◆ Record set

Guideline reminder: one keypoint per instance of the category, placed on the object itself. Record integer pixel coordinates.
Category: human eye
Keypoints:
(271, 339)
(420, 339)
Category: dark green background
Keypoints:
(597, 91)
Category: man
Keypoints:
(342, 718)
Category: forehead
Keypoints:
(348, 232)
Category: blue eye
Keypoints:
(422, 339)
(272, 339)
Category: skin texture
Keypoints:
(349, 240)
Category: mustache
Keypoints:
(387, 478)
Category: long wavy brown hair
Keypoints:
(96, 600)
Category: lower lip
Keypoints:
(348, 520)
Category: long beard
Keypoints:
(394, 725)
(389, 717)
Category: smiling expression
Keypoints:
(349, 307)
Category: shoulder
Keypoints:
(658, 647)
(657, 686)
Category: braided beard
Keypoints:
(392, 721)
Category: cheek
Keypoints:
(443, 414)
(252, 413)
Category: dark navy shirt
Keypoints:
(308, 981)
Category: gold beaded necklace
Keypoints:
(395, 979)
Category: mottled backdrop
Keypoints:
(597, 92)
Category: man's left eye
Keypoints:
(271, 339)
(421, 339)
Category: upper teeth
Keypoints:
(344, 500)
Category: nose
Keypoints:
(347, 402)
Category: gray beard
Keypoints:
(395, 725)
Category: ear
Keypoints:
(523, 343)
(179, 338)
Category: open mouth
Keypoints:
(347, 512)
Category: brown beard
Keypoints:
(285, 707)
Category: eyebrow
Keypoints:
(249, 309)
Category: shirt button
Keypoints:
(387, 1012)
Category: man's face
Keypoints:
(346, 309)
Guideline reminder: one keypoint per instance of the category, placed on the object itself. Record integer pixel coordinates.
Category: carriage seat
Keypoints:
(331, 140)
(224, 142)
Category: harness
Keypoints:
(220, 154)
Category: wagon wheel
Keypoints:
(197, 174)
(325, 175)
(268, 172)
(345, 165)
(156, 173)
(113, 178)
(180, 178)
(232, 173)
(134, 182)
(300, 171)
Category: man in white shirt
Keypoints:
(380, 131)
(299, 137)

◆ Instructions to follow
Within the listing above, the lines holding "long" should be counted. Give only the number.

◆ Response area
2